**読解用抜粋:**
----
第9回エシカルインタビュー <鈴木ハーブ研究所(東海村)>
茨城県内のエシカルな取組を紹介する「エシカルインタビュー」
今回は、さまざまな環境保護・社会貢献活動をおこない、その活動のひとつが「いばらきデザインセレクション2022」で選定を受けた、鈴木ハーブ研究所を訪ねました。
取材に応じていただいた、代表取締役社長 鈴木さちよさん、販促事業部 疋田茉菜美さん
鈴木ハーブ研究所について
鈴木ハーブ研究所では、自然が育んだハーブの力と人が生み出した科学の力を用い、『肌本来の美しさを目覚めさせるスキンケア』の研究開発・販売をおこなっています。
とくに、《パイナップル豆乳シリーズ》は幅広い層に支持され、なかでも2004年に生まれた「パイナップル豆乳ローション」はもうじき20年を迎えるロングセラー化粧水です。
また、同研究所は、SDGs(持続可能な開発目標)に賛同し、自然の恵みを活かした化粧品をつくる会社として、収益の一部をさまざまな自然環境保護活動に活用するほか、人の輪を大切にする企業を目指し、社会貢献活動にも取り組んでいます。
ハーブのイラストが描かれた社屋兼店舗では、各種スキンケア商品を購入可能
障がい者と社会とつなぐ「ハーブのイラストカレンダー」
同研究所では、障がいを持つ人の仕事に対する前向きな姿勢を応援するため、地元のNPO法人「まつぼっくり障がい者就労支援事業所わーくるほーぷ」の活動を支援しています。
その一環として、2016年からカレンダーのデザイン・ディレクションに協力し、2022年には「ハーブのイラストカレンダー」が「いばらきデザインセレクション2022」ソーシャルデザイン部門において選定を受けました。
----
**提供記録:**
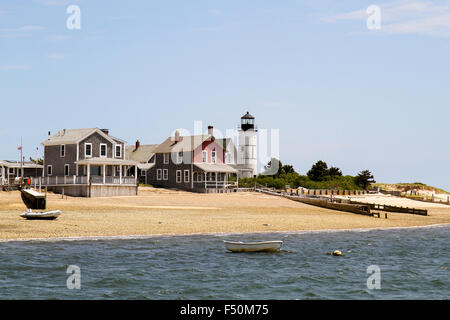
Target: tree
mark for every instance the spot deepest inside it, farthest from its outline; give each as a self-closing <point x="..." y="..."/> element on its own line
<point x="333" y="171"/>
<point x="287" y="169"/>
<point x="318" y="171"/>
<point x="364" y="179"/>
<point x="273" y="168"/>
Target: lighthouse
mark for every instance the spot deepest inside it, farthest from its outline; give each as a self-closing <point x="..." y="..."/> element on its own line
<point x="247" y="153"/>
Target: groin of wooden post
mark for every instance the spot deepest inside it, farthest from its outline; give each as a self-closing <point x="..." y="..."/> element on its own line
<point x="382" y="207"/>
<point x="347" y="207"/>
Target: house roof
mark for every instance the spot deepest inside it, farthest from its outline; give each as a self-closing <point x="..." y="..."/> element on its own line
<point x="215" y="167"/>
<point x="142" y="154"/>
<point x="226" y="143"/>
<point x="73" y="136"/>
<point x="186" y="143"/>
<point x="145" y="166"/>
<point x="247" y="116"/>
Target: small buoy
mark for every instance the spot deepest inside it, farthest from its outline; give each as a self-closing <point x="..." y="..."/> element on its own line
<point x="337" y="253"/>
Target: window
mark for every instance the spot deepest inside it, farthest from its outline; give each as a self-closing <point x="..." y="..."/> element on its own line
<point x="228" y="157"/>
<point x="159" y="174"/>
<point x="180" y="157"/>
<point x="103" y="149"/>
<point x="88" y="149"/>
<point x="118" y="151"/>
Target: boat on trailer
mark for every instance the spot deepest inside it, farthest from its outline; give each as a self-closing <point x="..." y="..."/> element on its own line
<point x="261" y="246"/>
<point x="48" y="215"/>
<point x="36" y="201"/>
----
**依頼内容:** 鈴木ハーブ研究所の取材記事から、「第9回エシカルインタビュー <鈴木ハーブ研究所(東海村)>」から「発・販売をおこなっています。」までをすべて、一字も変えずに書き出してください。

**演習の解答:**
第9回エシカルインタビュー <鈴木ハーブ研究所(東海村)>
茨城県内のエシカルな取組を紹介する「エシカルインタビュー」
今回は、さまざまな環境保護・社会貢献活動をおこない、その活動のひとつが「いばらきデザインセレクション2022」で選定を受けた、鈴木ハーブ研究所を訪ねました。
取材に応じていただいた、代表取締役社長 鈴木さちよさん、販促事業部 疋田茉菜美さん
鈴木ハーブ研究所について
鈴木ハーブ研究所では、自然が育んだハーブの力と人が生み出した科学の力を用い、『肌本来の美しさを目覚めさせるスキンケア』の研究開発・販売をおこなっています。